### Questions to answer
**1.** In the X-ray article, rewrite the paragraph that begins "A recently completed Action Medical Research project" in fewer words, keeping its main facts.
**2.** Copy the X-ray article word for word from "A recently completed" to "from different angles.".

### Study text
=-=-=-=-=

Touching Lives - November 2005
X-rayted computer technology
The apparent distance between amazing, ‘out of this world’ medicine — as practised on board the Starship Enterprise — and real world science is gradually getting smaller. Advances in computer technology have taken long-established medical procedures, such as X-rays, forward into the 21st century, allowing us a new perspective and clearer insight into the human body and the conditions that affect it.
A recently completed Action Medical Research project, headed by Oxford-based Steve Watt-Smith, is a perfect example of this. These researchers have found a way to take existing X-ray data and solve a problem that has confounded doctors for the last twenty years.
Building a 3D picture
While a simple X-ray gives a flat representation of its subject, ^CT, or computer tomography, scans help doctors to build a 3D picture of what’s going on inside the body^. A CT scanner is like a giant X-ray doughnut through which the patient passes whilst lying still on a bed. While a standard X-ray passes one single beam through the body to produce an image, CT scanners pass several beams simultaneously from different angles.

=-=-=-=-=

### Provided records
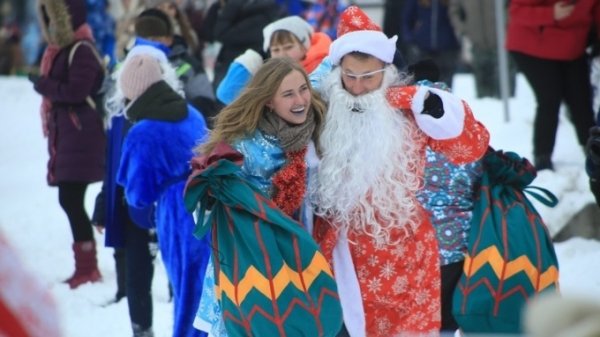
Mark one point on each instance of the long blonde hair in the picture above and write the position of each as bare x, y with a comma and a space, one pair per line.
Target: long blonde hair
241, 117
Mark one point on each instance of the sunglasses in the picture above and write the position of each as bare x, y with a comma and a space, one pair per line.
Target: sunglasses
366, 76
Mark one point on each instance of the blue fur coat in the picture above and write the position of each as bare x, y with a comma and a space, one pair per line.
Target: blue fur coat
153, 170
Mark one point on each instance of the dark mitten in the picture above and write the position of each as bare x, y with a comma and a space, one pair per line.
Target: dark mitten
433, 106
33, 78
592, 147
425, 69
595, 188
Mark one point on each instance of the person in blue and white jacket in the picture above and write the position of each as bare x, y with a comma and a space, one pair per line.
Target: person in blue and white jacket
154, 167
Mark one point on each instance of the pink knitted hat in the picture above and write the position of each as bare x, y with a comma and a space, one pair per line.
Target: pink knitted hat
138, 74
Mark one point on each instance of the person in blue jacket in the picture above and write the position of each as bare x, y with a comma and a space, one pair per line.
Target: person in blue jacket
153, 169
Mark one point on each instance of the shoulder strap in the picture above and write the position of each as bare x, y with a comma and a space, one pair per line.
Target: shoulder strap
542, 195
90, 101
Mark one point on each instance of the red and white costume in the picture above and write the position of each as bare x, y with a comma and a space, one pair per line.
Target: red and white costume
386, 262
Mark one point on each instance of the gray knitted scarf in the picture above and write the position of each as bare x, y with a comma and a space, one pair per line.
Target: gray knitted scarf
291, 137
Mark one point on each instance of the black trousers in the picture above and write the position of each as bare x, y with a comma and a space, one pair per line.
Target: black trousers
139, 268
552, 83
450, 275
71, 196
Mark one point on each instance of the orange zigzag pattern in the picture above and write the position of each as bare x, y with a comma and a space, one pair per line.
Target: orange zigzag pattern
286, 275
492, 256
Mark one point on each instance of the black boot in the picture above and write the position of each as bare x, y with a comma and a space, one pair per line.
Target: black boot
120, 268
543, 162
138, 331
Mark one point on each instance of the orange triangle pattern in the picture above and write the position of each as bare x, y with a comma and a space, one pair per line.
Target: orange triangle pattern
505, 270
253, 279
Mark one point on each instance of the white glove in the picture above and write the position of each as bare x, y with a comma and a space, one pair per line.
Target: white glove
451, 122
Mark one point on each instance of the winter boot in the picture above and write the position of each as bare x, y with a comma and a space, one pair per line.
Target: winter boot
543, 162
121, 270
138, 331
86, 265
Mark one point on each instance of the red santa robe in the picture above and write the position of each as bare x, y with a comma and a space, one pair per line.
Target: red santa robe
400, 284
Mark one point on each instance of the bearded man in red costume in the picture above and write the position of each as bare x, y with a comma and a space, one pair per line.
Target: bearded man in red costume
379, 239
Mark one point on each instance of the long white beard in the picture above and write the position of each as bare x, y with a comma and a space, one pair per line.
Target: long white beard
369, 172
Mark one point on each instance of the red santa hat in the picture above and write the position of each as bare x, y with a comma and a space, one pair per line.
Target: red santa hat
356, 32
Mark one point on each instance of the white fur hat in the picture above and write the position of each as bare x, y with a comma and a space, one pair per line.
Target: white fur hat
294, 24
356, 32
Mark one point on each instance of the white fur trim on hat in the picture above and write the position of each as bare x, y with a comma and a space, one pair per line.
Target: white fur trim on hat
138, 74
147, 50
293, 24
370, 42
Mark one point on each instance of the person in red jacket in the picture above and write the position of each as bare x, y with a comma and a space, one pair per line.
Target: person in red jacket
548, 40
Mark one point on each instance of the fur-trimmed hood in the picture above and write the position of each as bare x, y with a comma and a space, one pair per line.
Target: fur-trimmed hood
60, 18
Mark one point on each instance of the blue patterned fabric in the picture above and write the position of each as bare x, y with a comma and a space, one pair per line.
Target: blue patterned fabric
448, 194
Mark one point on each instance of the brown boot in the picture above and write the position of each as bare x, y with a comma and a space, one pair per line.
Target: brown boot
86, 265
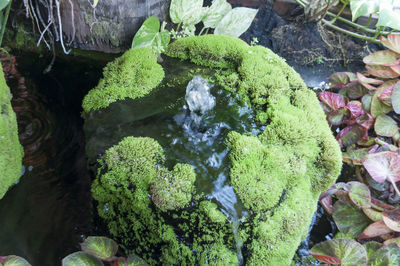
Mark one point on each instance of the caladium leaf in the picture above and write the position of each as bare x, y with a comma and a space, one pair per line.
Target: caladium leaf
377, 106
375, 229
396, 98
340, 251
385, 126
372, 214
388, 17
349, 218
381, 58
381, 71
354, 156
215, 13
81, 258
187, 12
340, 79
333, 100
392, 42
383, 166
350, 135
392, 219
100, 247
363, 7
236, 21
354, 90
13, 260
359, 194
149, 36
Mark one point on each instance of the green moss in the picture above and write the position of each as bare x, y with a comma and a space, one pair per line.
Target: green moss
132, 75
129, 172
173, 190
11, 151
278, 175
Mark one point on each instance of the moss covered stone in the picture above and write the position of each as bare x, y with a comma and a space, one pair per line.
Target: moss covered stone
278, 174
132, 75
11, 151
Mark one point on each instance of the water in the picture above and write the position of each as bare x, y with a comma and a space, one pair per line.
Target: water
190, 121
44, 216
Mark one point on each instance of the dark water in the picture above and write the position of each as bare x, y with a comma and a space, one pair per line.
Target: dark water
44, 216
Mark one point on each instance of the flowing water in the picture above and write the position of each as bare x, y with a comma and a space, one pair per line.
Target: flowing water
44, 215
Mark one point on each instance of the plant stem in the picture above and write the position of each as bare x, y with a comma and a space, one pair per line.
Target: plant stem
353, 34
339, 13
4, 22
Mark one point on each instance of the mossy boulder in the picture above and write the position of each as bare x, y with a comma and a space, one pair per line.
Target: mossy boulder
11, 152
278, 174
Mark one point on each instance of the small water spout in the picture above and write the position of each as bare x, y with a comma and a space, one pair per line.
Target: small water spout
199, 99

=-=-=-=-=

### Solutions for each task
**1.** A recently finished Action Medical Research project, led by Steve Watt-Smith in Oxford, shows this well: its researchers found a way to use existing X-ray data to solve a problem that had puzzled doctors for the last twenty years.

**2.**
A recently completed Action Medical Research project, headed by Oxford-based Steve Watt-Smith, is a perfect example of this. These researchers have found a way to take existing X-ray data and solve a problem that has confounded doctors for the last twenty years.
Building a 3D picture
While a simple X-ray gives a flat representation of its subject, ^CT, or computer tomography, scans help doctors to build a 3D picture of what’s going on inside the body^. A CT scanner is like a giant X-ray doughnut through which the patient passes whilst lying still on a bed. While a standard X-ray passes one single beam through the body to produce an image, CT scanners pass several beams simultaneously from different angles.